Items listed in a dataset
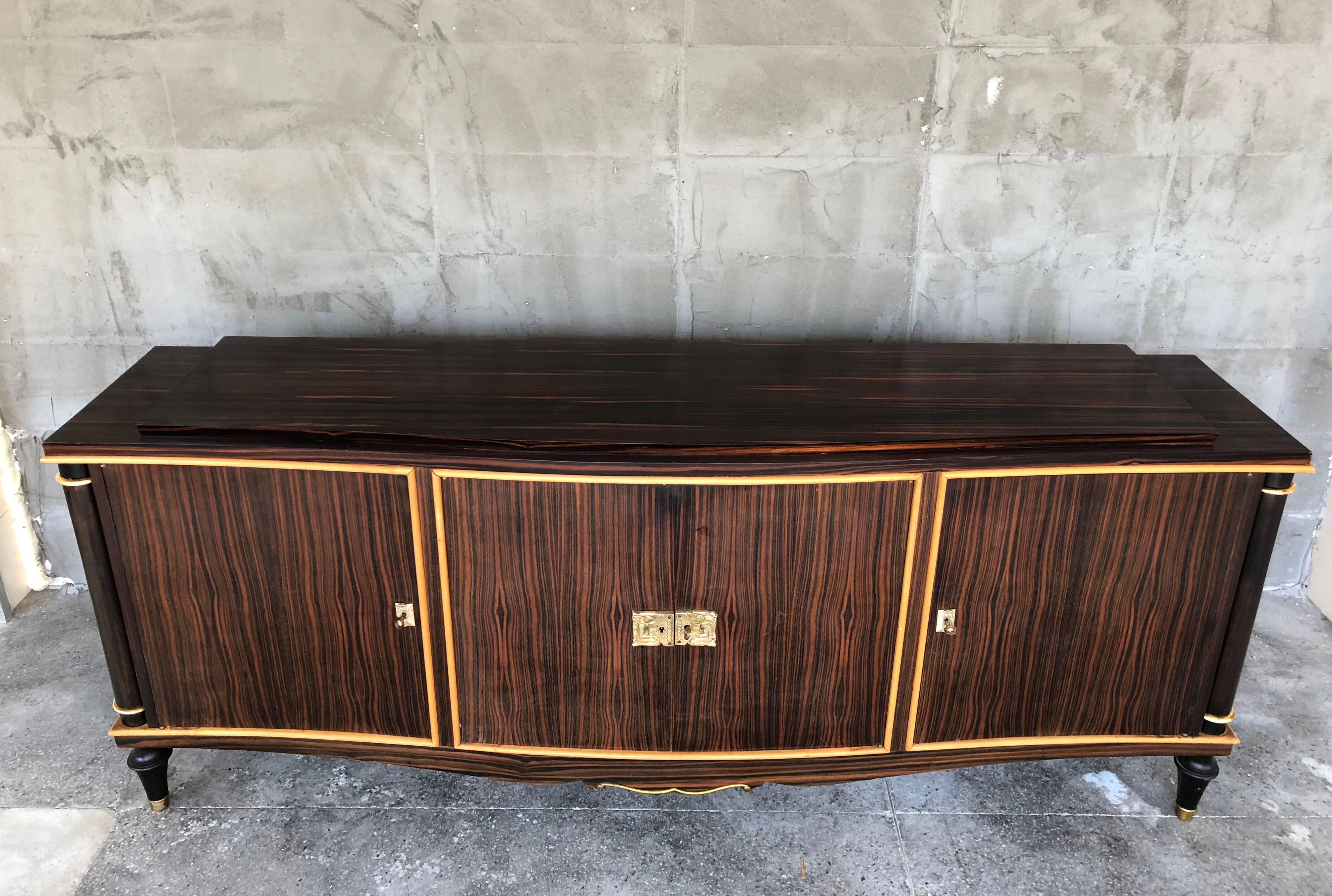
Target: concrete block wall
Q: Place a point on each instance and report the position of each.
(1151, 172)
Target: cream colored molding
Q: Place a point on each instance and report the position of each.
(22, 569)
(1320, 570)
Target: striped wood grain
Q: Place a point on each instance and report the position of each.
(264, 597)
(1089, 605)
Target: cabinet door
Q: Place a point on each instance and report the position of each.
(1086, 605)
(544, 581)
(806, 582)
(266, 598)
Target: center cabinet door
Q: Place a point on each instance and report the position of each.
(806, 584)
(543, 581)
(545, 577)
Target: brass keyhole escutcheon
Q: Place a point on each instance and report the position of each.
(947, 622)
(696, 629)
(685, 629)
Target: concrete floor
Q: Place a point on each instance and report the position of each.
(74, 821)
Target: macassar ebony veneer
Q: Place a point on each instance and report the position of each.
(675, 565)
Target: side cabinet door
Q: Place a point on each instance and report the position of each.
(806, 582)
(264, 598)
(1085, 605)
(544, 579)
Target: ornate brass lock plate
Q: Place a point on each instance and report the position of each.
(654, 629)
(696, 629)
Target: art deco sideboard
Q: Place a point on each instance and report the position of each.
(675, 565)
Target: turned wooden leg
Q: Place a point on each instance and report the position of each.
(1195, 774)
(150, 764)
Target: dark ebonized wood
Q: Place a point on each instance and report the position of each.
(683, 773)
(806, 582)
(1195, 774)
(544, 578)
(102, 588)
(150, 764)
(1249, 593)
(264, 598)
(706, 397)
(1088, 605)
(1092, 605)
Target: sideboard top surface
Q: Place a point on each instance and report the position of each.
(600, 401)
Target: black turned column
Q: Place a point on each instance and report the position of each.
(106, 604)
(150, 764)
(1197, 773)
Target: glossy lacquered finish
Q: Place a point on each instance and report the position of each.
(1088, 605)
(264, 598)
(653, 396)
(805, 578)
(275, 512)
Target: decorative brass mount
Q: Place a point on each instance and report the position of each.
(947, 622)
(696, 629)
(688, 629)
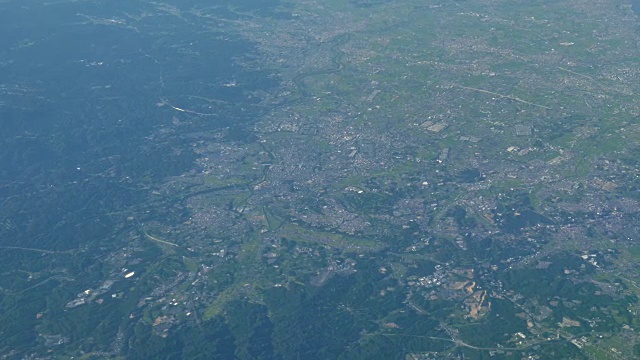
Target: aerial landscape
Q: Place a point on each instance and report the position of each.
(306, 179)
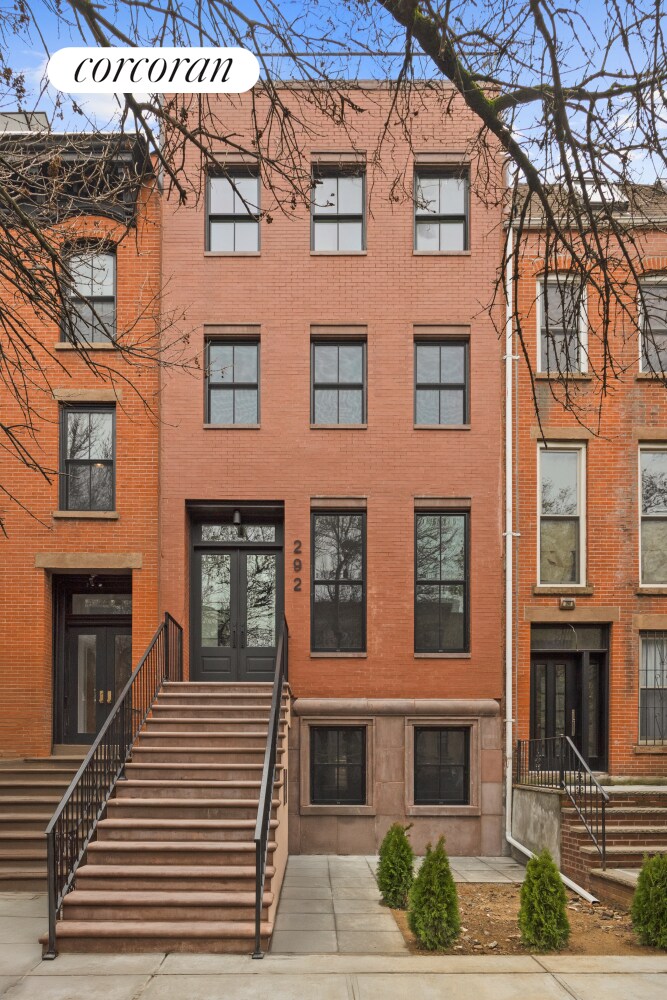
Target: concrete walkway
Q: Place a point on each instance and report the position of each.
(331, 904)
(23, 976)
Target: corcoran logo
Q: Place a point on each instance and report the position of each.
(155, 71)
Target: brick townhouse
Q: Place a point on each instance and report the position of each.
(78, 587)
(338, 459)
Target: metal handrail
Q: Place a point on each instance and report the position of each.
(75, 820)
(557, 763)
(263, 825)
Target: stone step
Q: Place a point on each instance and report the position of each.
(179, 808)
(191, 788)
(176, 878)
(162, 905)
(136, 936)
(175, 852)
(172, 829)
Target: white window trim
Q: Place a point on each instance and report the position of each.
(658, 279)
(581, 500)
(583, 326)
(658, 446)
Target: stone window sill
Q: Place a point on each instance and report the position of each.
(84, 347)
(231, 427)
(441, 427)
(567, 588)
(442, 656)
(339, 427)
(338, 656)
(87, 515)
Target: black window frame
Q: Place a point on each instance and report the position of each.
(230, 386)
(318, 800)
(339, 386)
(315, 582)
(234, 217)
(438, 386)
(321, 171)
(65, 462)
(425, 800)
(419, 218)
(69, 329)
(465, 582)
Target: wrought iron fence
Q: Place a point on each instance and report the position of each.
(556, 763)
(263, 825)
(74, 822)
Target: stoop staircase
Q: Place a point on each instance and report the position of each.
(173, 866)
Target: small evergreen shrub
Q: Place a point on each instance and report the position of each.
(395, 872)
(649, 904)
(433, 914)
(543, 914)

▸ Stated problem
Change "molding" to "trim" in everything from the start of the records down to the line containing "(1320, 570)", leaving all else unchanged. Leave the pictures out of your answer.

▸ Written response
Target: concrete block wall
Q: Place a point on each instance and report the position of each.
(1151, 172)
Target: cream colored trim
Q: Place a point on each instance and report the position of each.
(22, 569)
(1320, 570)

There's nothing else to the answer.